Records for the task —
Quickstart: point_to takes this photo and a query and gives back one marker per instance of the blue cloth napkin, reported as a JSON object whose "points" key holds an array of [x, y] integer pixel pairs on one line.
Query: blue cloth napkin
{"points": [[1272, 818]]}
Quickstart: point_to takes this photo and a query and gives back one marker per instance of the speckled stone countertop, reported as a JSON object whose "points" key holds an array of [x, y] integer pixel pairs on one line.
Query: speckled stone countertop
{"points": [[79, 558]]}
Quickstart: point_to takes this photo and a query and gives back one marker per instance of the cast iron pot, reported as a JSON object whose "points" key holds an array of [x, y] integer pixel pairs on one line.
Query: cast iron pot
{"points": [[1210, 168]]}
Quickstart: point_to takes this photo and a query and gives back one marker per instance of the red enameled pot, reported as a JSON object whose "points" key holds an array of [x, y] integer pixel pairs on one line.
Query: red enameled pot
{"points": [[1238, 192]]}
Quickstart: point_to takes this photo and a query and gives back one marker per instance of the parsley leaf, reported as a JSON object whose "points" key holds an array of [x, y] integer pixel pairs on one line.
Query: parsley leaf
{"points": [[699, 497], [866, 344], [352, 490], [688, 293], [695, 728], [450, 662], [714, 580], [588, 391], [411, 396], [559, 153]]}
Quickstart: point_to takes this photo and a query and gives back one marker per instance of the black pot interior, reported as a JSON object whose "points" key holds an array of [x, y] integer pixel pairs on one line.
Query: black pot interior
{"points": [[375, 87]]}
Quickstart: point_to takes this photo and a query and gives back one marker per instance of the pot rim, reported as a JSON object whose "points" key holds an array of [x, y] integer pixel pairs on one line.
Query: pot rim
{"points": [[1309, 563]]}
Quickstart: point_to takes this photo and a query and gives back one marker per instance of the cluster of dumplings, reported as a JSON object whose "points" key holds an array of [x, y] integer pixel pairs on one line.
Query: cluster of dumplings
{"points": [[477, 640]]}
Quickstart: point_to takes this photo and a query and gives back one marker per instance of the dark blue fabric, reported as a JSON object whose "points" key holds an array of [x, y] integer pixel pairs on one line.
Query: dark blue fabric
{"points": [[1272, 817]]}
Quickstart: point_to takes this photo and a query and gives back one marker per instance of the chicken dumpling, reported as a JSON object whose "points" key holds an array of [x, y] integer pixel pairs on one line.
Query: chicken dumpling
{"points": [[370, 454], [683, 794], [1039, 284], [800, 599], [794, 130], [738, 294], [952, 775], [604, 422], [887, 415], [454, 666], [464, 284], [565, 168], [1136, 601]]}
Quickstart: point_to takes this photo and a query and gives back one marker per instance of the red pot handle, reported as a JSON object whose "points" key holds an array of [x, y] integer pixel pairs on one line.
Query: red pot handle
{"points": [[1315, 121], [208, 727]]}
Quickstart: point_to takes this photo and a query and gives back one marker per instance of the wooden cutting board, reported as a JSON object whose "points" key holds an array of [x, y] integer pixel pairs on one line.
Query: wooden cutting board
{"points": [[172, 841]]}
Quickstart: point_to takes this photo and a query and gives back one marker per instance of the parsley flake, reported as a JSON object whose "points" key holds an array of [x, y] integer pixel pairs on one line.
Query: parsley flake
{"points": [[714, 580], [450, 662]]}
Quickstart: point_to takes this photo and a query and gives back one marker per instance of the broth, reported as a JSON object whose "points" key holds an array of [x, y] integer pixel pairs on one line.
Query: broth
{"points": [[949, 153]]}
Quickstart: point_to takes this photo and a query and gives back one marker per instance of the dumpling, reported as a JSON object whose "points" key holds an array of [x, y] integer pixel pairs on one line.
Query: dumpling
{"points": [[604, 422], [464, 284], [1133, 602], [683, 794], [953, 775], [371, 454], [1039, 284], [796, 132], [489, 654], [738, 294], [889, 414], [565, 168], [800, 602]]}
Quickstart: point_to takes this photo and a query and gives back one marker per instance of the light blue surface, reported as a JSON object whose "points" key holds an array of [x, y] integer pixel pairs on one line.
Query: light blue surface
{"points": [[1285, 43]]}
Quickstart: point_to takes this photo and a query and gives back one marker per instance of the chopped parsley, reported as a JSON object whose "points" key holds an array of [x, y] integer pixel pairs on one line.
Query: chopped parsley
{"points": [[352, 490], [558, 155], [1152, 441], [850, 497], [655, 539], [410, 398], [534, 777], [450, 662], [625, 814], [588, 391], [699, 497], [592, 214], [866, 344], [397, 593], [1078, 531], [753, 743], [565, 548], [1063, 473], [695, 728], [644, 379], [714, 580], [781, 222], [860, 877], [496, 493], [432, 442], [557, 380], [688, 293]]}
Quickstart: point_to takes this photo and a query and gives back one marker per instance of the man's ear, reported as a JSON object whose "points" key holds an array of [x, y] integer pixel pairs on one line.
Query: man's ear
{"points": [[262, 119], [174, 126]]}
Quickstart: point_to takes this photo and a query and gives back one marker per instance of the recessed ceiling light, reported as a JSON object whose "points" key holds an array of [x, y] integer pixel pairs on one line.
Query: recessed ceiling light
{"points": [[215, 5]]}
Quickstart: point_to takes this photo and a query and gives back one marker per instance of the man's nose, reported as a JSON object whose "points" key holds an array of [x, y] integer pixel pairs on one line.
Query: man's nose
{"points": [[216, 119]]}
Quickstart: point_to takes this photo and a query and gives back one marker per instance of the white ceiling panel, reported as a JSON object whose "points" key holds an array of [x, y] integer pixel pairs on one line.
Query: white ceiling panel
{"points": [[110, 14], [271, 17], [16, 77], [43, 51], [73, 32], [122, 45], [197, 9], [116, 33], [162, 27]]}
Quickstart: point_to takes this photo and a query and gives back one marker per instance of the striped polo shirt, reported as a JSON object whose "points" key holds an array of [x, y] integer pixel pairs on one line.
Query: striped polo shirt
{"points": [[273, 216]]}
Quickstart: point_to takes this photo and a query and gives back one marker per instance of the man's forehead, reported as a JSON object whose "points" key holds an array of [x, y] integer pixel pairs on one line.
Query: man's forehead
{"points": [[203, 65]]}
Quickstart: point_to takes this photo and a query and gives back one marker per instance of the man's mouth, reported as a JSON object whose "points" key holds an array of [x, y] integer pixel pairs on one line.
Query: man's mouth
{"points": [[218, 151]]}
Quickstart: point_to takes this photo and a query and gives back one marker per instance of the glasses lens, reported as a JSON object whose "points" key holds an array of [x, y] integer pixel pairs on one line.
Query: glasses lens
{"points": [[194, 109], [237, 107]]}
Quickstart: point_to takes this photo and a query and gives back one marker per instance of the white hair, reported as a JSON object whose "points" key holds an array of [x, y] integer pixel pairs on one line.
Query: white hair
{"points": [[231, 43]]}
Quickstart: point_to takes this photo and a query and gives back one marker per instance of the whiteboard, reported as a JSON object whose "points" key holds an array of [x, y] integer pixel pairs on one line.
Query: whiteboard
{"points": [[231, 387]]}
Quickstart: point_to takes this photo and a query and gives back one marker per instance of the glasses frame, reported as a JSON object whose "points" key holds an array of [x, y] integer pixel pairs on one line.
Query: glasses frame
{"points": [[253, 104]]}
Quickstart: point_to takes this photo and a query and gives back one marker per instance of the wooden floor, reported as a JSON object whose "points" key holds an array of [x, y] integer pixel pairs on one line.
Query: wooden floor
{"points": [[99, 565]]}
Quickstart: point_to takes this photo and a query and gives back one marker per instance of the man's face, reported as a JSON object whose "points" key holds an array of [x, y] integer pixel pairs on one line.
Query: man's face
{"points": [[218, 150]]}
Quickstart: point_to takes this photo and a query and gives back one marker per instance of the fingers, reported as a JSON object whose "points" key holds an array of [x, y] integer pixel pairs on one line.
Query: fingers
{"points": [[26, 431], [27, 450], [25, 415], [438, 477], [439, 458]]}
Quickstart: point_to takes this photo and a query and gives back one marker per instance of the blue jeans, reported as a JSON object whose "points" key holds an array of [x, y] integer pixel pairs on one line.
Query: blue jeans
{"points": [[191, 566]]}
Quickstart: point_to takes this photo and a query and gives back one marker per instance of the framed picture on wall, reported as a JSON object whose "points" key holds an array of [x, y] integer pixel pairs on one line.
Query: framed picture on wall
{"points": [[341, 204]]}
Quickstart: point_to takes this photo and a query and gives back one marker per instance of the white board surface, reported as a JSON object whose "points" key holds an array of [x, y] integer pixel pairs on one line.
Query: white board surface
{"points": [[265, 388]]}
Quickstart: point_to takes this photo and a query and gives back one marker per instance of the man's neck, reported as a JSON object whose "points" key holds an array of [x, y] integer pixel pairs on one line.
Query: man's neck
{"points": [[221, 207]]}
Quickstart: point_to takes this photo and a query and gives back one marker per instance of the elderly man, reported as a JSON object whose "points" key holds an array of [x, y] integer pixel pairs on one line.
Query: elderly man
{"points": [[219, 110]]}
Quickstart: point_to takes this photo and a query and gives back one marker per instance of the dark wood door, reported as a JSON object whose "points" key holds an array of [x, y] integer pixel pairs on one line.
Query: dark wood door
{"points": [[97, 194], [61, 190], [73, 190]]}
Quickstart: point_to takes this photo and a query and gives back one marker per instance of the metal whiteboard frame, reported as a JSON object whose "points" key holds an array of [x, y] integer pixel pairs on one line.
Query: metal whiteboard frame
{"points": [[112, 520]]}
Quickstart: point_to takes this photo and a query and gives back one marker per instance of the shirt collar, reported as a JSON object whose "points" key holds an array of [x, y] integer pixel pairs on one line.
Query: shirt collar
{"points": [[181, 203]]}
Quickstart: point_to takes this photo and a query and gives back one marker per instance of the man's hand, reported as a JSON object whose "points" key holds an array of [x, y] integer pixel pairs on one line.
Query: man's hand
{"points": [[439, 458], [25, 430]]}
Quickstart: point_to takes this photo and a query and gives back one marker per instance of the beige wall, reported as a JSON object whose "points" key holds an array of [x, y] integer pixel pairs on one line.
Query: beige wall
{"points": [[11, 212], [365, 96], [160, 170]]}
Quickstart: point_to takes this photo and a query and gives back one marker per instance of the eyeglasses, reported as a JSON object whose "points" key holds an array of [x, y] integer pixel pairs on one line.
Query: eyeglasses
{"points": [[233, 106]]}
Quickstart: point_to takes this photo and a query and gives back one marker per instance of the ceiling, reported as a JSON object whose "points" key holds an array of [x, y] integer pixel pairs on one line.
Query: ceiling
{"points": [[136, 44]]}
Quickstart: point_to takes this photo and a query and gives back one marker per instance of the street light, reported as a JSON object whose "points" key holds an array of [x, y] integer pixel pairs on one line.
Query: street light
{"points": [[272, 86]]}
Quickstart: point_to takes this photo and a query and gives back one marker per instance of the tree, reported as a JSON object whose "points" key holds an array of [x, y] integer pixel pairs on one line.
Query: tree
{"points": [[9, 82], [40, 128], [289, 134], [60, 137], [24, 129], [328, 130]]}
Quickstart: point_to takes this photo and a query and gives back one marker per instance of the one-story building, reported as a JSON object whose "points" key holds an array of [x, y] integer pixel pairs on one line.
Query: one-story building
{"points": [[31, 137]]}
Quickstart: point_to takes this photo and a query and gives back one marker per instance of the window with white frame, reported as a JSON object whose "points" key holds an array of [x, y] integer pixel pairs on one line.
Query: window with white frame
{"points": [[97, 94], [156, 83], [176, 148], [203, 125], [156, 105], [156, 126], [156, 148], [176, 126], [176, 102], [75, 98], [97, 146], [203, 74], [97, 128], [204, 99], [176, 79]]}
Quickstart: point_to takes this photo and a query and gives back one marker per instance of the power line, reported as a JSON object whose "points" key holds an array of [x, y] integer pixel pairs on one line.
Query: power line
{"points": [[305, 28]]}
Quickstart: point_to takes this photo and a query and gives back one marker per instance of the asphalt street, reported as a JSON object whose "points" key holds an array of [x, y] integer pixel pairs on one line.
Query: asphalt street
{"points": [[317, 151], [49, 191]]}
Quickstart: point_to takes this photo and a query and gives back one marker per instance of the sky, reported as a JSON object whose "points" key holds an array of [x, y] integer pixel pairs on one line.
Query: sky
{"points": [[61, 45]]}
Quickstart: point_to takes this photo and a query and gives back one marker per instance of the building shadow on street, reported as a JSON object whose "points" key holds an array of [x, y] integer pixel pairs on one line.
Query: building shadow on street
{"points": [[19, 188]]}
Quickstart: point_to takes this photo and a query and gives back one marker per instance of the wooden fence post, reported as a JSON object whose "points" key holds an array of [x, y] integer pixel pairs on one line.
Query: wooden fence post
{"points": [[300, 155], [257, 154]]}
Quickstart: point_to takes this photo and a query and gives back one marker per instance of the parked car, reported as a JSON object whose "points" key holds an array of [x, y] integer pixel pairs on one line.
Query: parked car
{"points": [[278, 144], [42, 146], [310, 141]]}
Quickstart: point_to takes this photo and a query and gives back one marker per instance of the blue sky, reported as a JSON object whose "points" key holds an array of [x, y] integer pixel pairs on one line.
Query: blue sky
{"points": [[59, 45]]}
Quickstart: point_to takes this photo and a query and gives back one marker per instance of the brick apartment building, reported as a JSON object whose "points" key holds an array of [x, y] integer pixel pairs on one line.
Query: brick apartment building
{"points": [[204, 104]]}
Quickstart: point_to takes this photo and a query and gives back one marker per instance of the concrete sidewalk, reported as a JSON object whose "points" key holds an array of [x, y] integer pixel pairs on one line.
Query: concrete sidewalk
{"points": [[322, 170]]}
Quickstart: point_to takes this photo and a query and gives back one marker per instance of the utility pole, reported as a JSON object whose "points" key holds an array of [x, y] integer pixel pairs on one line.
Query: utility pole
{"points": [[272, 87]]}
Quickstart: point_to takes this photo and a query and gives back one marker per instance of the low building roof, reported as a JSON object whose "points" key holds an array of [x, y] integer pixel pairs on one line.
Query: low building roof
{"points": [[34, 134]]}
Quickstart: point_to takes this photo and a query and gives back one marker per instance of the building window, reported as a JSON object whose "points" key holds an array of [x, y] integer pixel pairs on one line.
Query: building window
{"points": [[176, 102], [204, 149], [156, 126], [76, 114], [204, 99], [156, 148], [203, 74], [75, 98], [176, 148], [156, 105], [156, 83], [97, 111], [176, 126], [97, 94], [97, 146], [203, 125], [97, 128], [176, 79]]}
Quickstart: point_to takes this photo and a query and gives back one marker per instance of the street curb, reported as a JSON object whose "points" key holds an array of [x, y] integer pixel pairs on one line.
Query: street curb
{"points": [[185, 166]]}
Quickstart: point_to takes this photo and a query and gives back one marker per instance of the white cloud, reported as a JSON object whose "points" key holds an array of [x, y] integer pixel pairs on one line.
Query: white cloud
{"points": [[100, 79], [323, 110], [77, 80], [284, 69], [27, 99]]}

Aim — Copy out exactly the lines from the line with "building window, reported" to the end of the listing, including both of those lines, and give nothing else.

Response —
Quickstart: point_to takes this photo and a query and gives back one marker per instance of the building window, reported as a JSON object whose "points" key holds an array of [x, y] integer pixel pairs on one line.
Query: building window
{"points": [[176, 102], [204, 149], [156, 126], [76, 114], [204, 99], [156, 148], [203, 74], [75, 98], [176, 148], [156, 105], [156, 83], [97, 111], [176, 126], [97, 94], [97, 146], [203, 125], [97, 128], [176, 79]]}
Quickstart: point_to takes this photo and a query and gives back one marker per instance of the street curb, reported as a JSON object whose "points" key holds an array of [x, y] integer pixel pairs on one line.
Query: street curb
{"points": [[185, 166]]}
Quickstart: point_to takes this photo and a query and gives back one marker per instance of the white cloud, reported as a JSON object whose "points" key holds an array of [x, y] integer pixel pairs on one line.
Query: white cloud
{"points": [[100, 79], [323, 110], [77, 80], [284, 69], [27, 99]]}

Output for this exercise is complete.